**Passage provided**
────────────────────

Skip to content

Arc 26.02.1

Choose a tag to compare

@github-actions github-actions released this 01 Feb 13:23
· 224 commits to main since this release
a97d16a

Arc 26.02.1 Release Summary

Quick Start

Docker

docker run -d \
  -p 8000:8000 \
  -v arc-data:/app/data \
  ghcr.io/basekick-labs/arc:26.02.1

Debian/Ubuntu (amd64, arm64)

# Download and install
wget https://github.com/basekick-labs/arc/releases/download/v26.02.1/arc_26.02.1_amd64.deb
sudo dpkg -i arc_26.02.1_amd64.deb

# Start and enable
sudo systemctl enable arc
sudo systemctl start arc

# Check status
curl http://localhost:8000/health

RHEL/Fedora/Rocky (x86_64, aarch64)

# Download and install
wget https://github.com/basekick-labs/arc/releases/download/v26.02.1/arc-26.02.1-1.x86_64.rpm
sudo rpm -i arc-26.02.1-1.x86_64.rpm

# Start and enable
sudo systemctl enable arc
sudo systemctl start arc

Kubernetes (Helm)

────────────────────

**Dataset entries**
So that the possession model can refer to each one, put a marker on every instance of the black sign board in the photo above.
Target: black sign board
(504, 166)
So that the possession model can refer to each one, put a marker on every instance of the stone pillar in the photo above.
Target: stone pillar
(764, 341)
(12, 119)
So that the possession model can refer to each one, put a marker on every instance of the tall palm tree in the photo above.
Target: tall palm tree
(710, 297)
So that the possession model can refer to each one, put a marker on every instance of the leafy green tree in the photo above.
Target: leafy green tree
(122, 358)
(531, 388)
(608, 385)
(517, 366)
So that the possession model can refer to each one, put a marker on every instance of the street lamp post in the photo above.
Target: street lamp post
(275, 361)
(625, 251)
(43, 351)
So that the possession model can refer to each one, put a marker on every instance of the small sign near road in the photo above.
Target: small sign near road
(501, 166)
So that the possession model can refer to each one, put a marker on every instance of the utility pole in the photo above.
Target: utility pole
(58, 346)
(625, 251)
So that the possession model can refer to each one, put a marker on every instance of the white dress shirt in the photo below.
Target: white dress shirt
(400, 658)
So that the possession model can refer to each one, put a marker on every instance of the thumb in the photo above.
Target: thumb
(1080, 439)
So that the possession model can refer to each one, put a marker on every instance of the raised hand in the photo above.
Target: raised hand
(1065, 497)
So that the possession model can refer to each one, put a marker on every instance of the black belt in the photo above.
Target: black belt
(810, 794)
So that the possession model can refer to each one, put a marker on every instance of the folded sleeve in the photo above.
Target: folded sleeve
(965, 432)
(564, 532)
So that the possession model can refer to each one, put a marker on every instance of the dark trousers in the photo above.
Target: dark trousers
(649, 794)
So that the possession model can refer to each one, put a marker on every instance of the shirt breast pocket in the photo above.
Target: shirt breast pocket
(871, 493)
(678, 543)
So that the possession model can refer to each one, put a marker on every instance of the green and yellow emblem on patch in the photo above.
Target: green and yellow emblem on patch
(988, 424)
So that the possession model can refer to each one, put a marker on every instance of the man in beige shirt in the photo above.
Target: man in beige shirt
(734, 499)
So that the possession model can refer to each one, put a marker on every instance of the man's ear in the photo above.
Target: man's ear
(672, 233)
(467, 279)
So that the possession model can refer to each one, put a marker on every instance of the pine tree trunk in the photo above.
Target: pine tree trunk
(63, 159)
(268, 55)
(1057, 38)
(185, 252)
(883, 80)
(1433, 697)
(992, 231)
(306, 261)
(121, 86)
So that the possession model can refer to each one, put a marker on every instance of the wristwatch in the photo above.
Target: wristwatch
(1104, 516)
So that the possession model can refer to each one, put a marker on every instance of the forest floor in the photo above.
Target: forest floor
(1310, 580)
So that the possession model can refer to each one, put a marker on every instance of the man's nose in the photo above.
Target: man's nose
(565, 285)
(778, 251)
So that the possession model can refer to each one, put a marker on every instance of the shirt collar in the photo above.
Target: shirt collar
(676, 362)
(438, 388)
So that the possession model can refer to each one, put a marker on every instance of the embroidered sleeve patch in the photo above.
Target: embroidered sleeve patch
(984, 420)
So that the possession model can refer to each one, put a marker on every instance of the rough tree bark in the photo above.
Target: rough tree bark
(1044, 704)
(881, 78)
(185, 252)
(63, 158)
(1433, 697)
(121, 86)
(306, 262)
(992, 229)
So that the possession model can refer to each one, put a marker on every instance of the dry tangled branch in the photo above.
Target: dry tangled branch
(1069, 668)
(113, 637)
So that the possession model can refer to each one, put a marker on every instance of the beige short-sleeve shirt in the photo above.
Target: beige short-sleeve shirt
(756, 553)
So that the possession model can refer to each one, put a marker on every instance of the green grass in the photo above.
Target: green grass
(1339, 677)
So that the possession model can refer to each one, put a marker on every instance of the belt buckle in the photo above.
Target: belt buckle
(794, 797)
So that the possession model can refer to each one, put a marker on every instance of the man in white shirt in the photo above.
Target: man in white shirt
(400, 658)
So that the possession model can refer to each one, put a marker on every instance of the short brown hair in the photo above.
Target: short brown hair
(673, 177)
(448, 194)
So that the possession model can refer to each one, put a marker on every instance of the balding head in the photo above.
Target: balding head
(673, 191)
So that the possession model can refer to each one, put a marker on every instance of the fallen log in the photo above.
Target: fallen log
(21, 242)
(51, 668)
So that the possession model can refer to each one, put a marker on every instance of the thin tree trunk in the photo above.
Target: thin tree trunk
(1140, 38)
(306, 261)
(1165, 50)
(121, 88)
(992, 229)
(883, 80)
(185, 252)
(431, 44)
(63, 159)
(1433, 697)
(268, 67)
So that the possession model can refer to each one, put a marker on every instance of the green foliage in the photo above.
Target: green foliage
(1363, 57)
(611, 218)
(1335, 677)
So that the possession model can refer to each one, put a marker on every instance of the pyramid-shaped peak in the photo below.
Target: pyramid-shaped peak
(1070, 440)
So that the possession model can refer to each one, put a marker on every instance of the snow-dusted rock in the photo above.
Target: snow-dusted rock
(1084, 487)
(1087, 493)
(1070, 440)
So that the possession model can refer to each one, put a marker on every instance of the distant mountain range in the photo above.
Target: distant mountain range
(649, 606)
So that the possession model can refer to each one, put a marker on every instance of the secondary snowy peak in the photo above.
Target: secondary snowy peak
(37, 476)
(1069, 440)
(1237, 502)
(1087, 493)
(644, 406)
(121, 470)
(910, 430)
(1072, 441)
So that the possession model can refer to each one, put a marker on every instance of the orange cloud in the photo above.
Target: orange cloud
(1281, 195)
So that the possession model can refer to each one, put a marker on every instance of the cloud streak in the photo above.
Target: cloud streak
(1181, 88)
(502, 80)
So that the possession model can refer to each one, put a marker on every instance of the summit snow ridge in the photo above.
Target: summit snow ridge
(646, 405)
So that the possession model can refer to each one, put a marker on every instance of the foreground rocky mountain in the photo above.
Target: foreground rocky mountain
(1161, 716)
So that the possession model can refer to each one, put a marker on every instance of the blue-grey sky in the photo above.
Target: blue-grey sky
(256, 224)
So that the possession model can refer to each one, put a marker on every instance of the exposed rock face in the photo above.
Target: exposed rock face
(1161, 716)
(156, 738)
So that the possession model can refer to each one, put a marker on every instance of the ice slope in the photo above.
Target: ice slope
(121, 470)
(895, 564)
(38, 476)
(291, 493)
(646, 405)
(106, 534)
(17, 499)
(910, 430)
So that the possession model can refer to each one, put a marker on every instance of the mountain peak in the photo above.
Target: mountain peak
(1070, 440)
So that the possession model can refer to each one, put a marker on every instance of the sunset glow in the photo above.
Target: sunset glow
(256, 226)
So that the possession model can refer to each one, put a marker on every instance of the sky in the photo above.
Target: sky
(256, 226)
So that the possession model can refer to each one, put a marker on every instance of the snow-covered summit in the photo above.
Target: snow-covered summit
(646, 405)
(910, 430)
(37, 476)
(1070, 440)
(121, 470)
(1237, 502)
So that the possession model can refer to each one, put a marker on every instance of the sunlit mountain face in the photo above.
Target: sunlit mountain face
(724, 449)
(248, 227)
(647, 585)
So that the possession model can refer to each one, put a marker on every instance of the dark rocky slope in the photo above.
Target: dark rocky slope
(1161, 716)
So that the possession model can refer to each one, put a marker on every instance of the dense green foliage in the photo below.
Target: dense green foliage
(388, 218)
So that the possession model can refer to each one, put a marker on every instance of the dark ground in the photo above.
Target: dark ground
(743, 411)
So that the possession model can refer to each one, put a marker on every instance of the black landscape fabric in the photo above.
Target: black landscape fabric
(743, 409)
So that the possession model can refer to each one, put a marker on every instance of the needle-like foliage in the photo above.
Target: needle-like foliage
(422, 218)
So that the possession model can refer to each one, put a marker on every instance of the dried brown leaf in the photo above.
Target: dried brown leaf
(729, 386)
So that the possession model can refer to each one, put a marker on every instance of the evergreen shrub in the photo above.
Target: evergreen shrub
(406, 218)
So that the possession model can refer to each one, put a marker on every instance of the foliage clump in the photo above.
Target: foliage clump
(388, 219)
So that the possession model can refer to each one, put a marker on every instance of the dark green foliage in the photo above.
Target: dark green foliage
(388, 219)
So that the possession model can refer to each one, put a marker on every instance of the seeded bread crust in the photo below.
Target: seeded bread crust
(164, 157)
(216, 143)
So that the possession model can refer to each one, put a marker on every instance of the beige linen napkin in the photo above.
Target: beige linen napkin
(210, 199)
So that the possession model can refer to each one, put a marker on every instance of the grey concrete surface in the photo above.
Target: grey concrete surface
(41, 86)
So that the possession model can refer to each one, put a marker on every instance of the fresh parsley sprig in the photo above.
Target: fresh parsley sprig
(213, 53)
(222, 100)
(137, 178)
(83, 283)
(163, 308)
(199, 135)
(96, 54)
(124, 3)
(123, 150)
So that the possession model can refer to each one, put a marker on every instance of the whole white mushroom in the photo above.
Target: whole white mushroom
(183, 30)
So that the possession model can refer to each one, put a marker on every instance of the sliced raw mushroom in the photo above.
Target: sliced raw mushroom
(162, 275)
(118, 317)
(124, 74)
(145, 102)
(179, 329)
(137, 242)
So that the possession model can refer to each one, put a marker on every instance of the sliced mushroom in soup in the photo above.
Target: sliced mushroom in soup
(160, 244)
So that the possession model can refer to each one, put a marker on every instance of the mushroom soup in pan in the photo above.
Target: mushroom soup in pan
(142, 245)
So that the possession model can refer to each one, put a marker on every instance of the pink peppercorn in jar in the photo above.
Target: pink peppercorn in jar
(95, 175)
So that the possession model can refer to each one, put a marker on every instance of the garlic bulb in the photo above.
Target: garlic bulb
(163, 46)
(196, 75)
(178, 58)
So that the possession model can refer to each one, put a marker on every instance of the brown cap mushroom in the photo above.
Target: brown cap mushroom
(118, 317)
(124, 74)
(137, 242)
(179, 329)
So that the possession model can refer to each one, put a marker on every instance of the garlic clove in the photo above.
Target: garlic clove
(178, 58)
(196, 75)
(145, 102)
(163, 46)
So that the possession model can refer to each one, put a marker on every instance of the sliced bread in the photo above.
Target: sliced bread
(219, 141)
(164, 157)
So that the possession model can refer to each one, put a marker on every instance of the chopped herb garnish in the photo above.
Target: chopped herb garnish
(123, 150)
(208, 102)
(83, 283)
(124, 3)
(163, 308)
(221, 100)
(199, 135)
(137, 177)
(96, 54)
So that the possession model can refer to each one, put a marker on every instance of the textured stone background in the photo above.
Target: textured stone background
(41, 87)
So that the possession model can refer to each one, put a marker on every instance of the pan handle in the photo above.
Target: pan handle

────────────────────

**Things to do**
**1.** Which command does the Arc 26.02.1 release page give for checking status on Debian/Ubuntu?
**2.** Write out the part of the Arc 26.02.1 release page starting with "# Check status" and going on through "Kubernetes (Helm)".

**Exercise results**
**1.** curl http://localhost:8000/health

**2.**
# Check status
curl http://localhost:8000/health

RHEL/Fedora/Rocky (x86_64, aarch64)

# Download and install
wget https://github.com/basekick-labs/arc/releases/download/v26.02.1/arc-26.02.1-1.x86_64.rpm
sudo rpm -i arc-26.02.1-1.x86_64.rpm

# Start and enable
sudo systemctl enable arc
sudo systemctl start arc

Kubernetes (Helm)